■ Stated exercise: Copy the stretch of rows from the start through the line that contains "MULTIPOLYGON (((119 93, 125", word for word, with both ends included. Leave the pictures out of your copy.

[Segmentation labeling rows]
┄┄┄┄┄┄┄┄┄┄┄┄┄┄┄┄┄┄┄┄

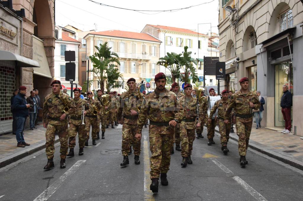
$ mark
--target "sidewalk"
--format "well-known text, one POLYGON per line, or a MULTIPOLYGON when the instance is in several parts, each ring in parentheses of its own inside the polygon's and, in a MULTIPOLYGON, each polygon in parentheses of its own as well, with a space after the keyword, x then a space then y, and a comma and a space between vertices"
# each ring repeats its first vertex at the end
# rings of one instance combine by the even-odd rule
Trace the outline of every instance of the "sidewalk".
MULTIPOLYGON (((219 135, 218 127, 216 127, 215 130, 219 135)), ((230 133, 229 137, 237 141, 235 126, 234 130, 235 133, 230 133)), ((303 170, 303 140, 301 137, 264 128, 256 129, 255 125, 253 124, 248 146, 303 170)))
MULTIPOLYGON (((25 142, 30 146, 24 148, 17 147, 16 136, 9 134, 0 136, 0 168, 45 148, 45 131, 42 122, 37 129, 26 130, 24 132, 25 142)), ((55 143, 59 142, 56 136, 55 143)))

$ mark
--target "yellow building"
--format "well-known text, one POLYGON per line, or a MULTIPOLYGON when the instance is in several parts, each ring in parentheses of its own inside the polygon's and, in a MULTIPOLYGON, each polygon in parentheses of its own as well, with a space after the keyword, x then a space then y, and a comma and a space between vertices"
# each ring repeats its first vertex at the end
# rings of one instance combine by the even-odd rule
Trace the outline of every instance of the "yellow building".
MULTIPOLYGON (((119 93, 125 91, 126 81, 131 78, 136 79, 137 83, 142 80, 146 83, 146 78, 151 78, 151 86, 148 91, 155 88, 154 78, 155 74, 159 72, 159 66, 156 64, 159 57, 161 41, 147 34, 119 30, 93 32, 88 34, 84 38, 86 42, 88 56, 96 52, 95 46, 99 46, 105 42, 111 48, 111 50, 119 56, 120 65, 118 68, 123 75, 124 85, 112 91, 119 93)), ((91 69, 91 62, 89 65, 91 69)), ((93 79, 92 76, 91 75, 89 79, 93 79)), ((96 80, 91 89, 99 88, 100 85, 96 80)))

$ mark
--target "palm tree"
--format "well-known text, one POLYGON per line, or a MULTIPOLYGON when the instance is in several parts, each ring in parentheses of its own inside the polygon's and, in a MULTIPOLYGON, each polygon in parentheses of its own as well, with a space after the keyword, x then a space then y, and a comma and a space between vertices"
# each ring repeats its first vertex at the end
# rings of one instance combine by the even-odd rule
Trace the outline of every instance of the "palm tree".
MULTIPOLYGON (((115 82, 118 78, 123 80, 123 76, 121 73, 116 76, 114 76, 115 79, 108 81, 110 80, 108 75, 112 76, 115 73, 115 69, 118 71, 118 66, 115 64, 116 63, 120 65, 120 62, 118 58, 119 56, 116 53, 111 51, 111 49, 107 46, 107 42, 105 42, 103 44, 100 44, 100 47, 95 46, 97 51, 92 56, 90 56, 89 58, 93 63, 93 68, 89 70, 90 72, 93 73, 95 75, 98 81, 100 83, 100 88, 102 92, 104 92, 104 84, 105 81, 107 83, 110 83, 112 81, 115 82), (113 57, 114 56, 115 57, 113 57)), ((112 79, 111 78, 111 79, 112 79)))

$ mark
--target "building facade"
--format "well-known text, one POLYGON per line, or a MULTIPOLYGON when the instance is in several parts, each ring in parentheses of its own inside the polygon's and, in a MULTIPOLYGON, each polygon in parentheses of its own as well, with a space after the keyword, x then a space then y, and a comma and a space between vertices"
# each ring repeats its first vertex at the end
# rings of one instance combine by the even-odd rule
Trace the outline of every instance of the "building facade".
POLYGON ((264 97, 261 126, 283 127, 280 107, 282 86, 293 95, 292 131, 303 135, 300 87, 303 58, 303 5, 300 1, 220 1, 220 61, 226 63, 224 88, 239 89, 238 81, 250 80, 250 89, 264 97))
MULTIPOLYGON (((88 34, 83 38, 86 41, 86 55, 93 55, 97 50, 95 46, 99 46, 105 42, 111 47, 111 51, 119 56, 120 65, 118 68, 123 75, 123 86, 119 89, 114 89, 118 93, 126 91, 126 81, 131 78, 136 79, 136 82, 150 78, 151 87, 148 91, 155 88, 154 78, 159 72, 159 66, 156 65, 159 60, 161 41, 143 33, 111 30, 93 32, 88 34)), ((92 64, 90 61, 90 69, 92 64)), ((94 75, 90 75, 90 80, 96 80, 94 75)), ((122 80, 119 80, 122 81, 122 80)), ((91 90, 100 88, 100 84, 96 81, 91 90)))

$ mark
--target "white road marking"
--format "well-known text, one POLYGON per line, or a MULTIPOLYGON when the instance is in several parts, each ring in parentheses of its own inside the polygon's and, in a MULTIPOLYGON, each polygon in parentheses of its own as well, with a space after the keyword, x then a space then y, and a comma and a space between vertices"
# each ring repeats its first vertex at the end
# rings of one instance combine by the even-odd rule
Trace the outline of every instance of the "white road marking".
POLYGON ((41 194, 34 200, 34 201, 43 201, 47 200, 63 184, 65 179, 69 176, 72 174, 79 168, 79 167, 86 161, 86 160, 79 160, 77 161, 68 170, 52 184, 42 192, 41 194))
MULTIPOLYGON (((217 165, 220 168, 220 169, 223 170, 225 173, 233 173, 229 170, 228 168, 220 163, 215 158, 211 158, 211 161, 214 162, 214 163, 217 165)), ((254 189, 252 187, 249 186, 247 183, 244 181, 242 179, 238 176, 235 176, 232 177, 238 183, 242 186, 246 191, 249 193, 249 194, 252 196, 256 199, 259 201, 267 201, 267 200, 265 199, 264 197, 262 196, 261 194, 254 189)))
POLYGON ((232 177, 232 178, 242 186, 246 190, 257 200, 259 200, 259 201, 267 201, 267 200, 265 199, 265 198, 253 188, 252 187, 248 185, 247 183, 243 180, 240 177, 238 176, 235 176, 232 177))

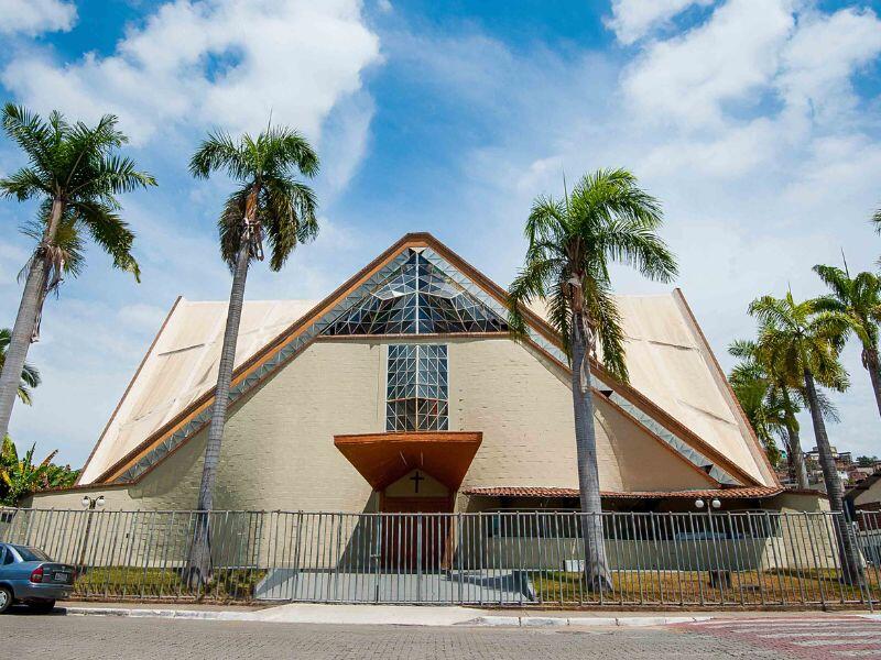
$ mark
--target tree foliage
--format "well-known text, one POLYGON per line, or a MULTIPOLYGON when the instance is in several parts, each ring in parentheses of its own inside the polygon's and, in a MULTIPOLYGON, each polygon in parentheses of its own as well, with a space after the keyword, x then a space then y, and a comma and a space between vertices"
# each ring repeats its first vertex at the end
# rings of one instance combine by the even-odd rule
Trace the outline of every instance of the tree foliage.
POLYGON ((15 506, 23 497, 50 488, 73 486, 79 475, 78 470, 69 465, 56 465, 52 462, 57 451, 50 453, 40 463, 34 463, 36 446, 32 446, 23 455, 7 436, 0 450, 0 504, 15 506))
POLYGON ((91 238, 113 260, 113 265, 140 278, 138 262, 131 254, 134 234, 120 218, 118 195, 155 186, 155 179, 137 169, 132 160, 118 155, 128 142, 117 129, 112 114, 104 116, 95 127, 69 123, 59 112, 47 119, 28 109, 7 103, 2 127, 7 135, 28 156, 29 163, 0 179, 0 195, 19 201, 36 199, 40 212, 25 233, 44 240, 53 201, 62 204, 62 217, 52 245, 41 245, 32 258, 52 258, 47 282, 63 275, 76 275, 83 267, 85 235, 91 238), (42 252, 41 252, 42 249, 42 252))
POLYGON ((580 287, 594 340, 591 356, 601 348, 603 367, 627 382, 624 336, 609 266, 621 263, 650 279, 671 280, 676 260, 656 234, 662 221, 657 200, 624 169, 586 175, 563 199, 539 197, 525 227, 525 265, 509 289, 513 332, 522 336, 524 309, 544 301, 568 353, 573 285, 580 287))
MULTIPOLYGON (((0 329, 0 371, 3 371, 6 363, 7 349, 9 348, 12 332, 9 328, 0 329)), ((31 389, 40 385, 40 372, 37 369, 29 363, 24 363, 24 369, 21 370, 21 384, 19 385, 19 398, 23 404, 31 405, 31 389)))
MULTIPOLYGON (((242 218, 254 193, 255 220, 270 243, 273 271, 281 270, 298 243, 318 233, 315 193, 295 176, 318 174, 318 156, 297 131, 270 127, 257 138, 246 133, 238 141, 221 131, 210 133, 193 155, 189 172, 196 178, 222 172, 238 184, 217 221, 220 254, 230 270, 246 237, 242 218)), ((262 245, 255 248, 253 256, 262 253, 262 245)))

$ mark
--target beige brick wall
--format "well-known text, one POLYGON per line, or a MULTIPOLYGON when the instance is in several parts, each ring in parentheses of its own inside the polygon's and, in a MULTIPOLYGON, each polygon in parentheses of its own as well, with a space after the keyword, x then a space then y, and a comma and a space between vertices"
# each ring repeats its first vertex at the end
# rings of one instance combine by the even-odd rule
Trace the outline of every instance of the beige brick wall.
MULTIPOLYGON (((319 341, 237 406, 221 451, 218 509, 374 510, 361 475, 334 447, 339 433, 384 431, 385 341, 319 341)), ((482 431, 468 486, 577 486, 568 376, 507 339, 447 340, 449 428, 482 431)), ((603 490, 706 487, 707 480, 597 402, 603 490)), ((130 488, 104 492, 108 508, 196 505, 206 431, 130 488)), ((34 505, 77 508, 81 493, 34 505)))

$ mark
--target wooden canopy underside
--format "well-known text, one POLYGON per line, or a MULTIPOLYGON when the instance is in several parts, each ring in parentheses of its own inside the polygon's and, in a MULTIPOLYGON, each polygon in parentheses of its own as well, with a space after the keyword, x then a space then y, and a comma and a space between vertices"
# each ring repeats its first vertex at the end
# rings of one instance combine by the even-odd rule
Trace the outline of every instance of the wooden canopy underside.
POLYGON ((368 433, 335 436, 334 444, 377 491, 420 469, 455 492, 482 439, 479 431, 368 433))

┄┄┄┄┄┄┄┄┄┄┄┄┄┄┄┄┄┄┄┄

■ Correct answer:
$ mark
--target "sidewalk"
--format "well-known text, one POLYGON per line, or a MULTIPOLYGON when the instance is in several parts, each ring in parentheses of its own inside the polygon's and, in a MULTIPOLYGON, each polygon in parentheses of its own as well, with a space after the keyword, x then a space then y, and a comma and a space between vertices"
# each ring repeats its first vertex at the end
# rings of one instance combine by the even-odd rule
Trace the outline of every instance of the "sidewalk".
MULTIPOLYGON (((219 135, 218 127, 216 127, 215 130, 219 135)), ((230 133, 229 137, 237 141, 235 126, 234 130, 235 133, 230 133)), ((303 170, 303 140, 301 137, 264 128, 256 129, 255 125, 253 124, 248 146, 303 170)))
MULTIPOLYGON (((25 142, 30 146, 24 148, 17 147, 16 136, 9 134, 0 136, 0 168, 45 148, 45 131, 42 122, 37 129, 26 130, 24 132, 25 142)), ((55 143, 59 142, 56 136, 55 143)))

$ mark
--target "yellow building"
--format "well-known text, one POLYGON per line, or a MULTIPOLYGON when the instance is in several parts, each ring in parentheses of its own inside the polygon's and, in a MULTIPOLYGON, each polygon in parentheses of its own as well, with a space after the keyword, x then a space then y, and a comma and a space between vertices"
# each ring repeats its first vertex at the end
# rings of one instance combine by the even-odd rule
Trace the outline of every instance of the "yellow building".
MULTIPOLYGON (((119 93, 125 91, 126 81, 131 78, 136 79, 137 83, 142 80, 146 83, 146 78, 151 78, 151 86, 148 91, 155 88, 154 78, 155 74, 159 72, 159 66, 156 64, 159 57, 161 41, 147 34, 119 30, 93 32, 88 34, 84 38, 86 42, 88 56, 96 52, 95 46, 99 46, 105 42, 111 48, 111 50, 119 56, 120 65, 118 68, 123 75, 124 85, 112 91, 119 93)), ((91 69, 91 62, 89 65, 91 69)), ((93 79, 92 76, 91 75, 89 79, 93 79)), ((96 80, 91 89, 99 88, 100 85, 96 80)))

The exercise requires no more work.